EXTRACTED INFORMATION

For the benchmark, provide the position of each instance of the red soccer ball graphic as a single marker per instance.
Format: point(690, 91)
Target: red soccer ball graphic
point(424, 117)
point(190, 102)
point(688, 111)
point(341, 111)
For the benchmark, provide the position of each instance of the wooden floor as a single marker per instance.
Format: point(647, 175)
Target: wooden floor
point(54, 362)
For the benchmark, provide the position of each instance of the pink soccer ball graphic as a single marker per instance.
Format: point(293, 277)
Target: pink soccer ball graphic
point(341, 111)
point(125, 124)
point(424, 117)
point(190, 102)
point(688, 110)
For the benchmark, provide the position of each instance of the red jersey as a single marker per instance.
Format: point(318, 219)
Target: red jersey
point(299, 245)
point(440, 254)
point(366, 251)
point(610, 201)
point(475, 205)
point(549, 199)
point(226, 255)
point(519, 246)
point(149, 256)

==

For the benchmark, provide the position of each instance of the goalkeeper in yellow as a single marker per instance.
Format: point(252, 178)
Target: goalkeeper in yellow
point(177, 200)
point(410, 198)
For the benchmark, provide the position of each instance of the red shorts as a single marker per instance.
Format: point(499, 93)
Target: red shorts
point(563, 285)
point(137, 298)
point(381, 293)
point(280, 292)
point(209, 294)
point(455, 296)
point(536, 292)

TASK GOAL
Count the lines in the entries above that contain the word "soccer". Reply with the number alone.

RESPONSE TO THIS TASK
4